## INSTRUCTIONS TO FOLLOW
List each line of the data that holds the string "sweater", please.

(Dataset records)
++++++++++++++++++++

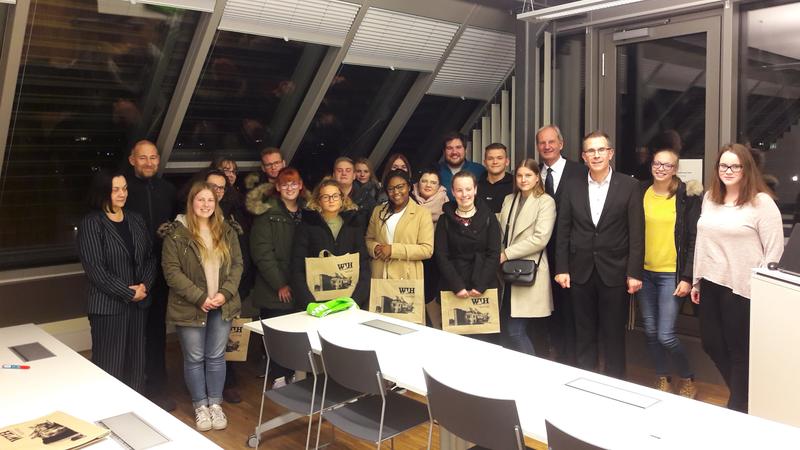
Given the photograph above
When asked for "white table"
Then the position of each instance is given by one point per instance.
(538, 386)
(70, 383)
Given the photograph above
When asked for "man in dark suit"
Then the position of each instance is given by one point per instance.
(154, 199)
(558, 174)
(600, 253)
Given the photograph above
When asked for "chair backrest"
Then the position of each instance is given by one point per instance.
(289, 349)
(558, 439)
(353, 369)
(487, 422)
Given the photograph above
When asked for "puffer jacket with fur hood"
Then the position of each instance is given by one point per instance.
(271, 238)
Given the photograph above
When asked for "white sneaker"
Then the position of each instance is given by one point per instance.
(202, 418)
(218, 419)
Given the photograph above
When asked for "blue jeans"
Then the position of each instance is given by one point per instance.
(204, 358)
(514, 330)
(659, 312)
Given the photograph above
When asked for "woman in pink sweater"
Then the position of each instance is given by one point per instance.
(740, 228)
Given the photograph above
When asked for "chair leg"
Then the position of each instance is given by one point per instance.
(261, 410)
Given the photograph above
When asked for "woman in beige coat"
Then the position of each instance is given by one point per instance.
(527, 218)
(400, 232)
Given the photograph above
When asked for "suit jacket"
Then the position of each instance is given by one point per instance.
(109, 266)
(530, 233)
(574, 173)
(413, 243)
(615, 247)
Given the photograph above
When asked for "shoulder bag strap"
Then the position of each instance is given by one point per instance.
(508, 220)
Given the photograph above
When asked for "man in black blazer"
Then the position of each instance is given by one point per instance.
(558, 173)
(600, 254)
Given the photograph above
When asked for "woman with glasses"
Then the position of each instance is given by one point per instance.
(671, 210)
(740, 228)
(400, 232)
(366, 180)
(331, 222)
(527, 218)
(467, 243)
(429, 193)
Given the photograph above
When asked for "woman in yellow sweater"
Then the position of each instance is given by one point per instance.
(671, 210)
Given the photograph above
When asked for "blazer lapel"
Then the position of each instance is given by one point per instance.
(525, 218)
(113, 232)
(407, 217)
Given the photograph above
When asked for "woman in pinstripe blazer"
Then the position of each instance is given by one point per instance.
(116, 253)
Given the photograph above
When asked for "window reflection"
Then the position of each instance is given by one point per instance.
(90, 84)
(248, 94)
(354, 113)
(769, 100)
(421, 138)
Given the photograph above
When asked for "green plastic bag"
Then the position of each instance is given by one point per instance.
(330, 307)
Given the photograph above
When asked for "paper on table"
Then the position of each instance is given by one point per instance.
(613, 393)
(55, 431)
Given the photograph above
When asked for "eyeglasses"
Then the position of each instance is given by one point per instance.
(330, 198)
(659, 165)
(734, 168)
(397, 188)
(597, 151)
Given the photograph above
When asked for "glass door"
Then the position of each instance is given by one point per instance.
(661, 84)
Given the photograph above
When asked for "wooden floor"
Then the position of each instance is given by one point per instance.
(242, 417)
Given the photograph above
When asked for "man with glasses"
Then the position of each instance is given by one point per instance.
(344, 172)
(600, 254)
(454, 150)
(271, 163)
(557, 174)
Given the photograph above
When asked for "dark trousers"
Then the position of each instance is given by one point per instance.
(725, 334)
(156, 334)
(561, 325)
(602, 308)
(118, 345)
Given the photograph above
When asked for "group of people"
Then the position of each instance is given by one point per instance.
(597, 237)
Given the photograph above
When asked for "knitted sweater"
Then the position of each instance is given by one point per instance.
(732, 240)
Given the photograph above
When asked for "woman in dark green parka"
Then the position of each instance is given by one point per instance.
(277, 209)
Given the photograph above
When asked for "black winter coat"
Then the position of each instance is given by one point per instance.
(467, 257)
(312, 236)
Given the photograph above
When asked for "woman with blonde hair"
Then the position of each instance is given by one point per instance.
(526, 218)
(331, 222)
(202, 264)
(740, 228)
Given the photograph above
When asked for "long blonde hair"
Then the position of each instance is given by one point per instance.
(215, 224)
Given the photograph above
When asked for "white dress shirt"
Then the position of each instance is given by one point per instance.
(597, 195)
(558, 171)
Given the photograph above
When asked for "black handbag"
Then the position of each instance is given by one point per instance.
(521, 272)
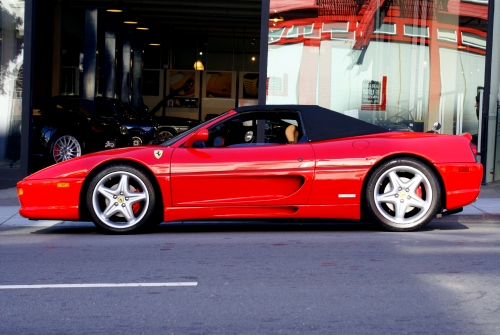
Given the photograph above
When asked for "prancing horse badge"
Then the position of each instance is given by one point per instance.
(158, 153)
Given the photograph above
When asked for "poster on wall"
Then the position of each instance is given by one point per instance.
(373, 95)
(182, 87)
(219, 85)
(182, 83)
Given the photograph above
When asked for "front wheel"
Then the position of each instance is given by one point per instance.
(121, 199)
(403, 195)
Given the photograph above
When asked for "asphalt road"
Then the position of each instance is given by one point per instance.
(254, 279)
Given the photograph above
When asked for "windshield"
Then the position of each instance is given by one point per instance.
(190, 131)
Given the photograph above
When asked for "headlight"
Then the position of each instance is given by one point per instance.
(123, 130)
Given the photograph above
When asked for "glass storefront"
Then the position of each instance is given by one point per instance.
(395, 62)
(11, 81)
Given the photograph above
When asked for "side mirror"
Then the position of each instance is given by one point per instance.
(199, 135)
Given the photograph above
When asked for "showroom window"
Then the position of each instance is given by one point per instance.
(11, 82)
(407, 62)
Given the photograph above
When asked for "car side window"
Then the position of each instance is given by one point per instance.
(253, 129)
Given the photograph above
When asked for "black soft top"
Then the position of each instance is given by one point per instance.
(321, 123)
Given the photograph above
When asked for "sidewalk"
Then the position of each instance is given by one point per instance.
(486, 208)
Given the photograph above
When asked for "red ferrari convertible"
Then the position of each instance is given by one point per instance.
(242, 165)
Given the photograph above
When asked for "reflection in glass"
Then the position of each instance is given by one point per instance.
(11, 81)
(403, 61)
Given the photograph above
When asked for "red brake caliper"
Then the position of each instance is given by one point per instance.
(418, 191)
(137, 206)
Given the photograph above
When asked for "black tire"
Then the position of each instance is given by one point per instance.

++++++++++++++++++++

## PROBLEM SOLUTION
When asked for "woman in pink sweater"
When asked for "woman in yellow sweater"
When asked for "knitted sweater"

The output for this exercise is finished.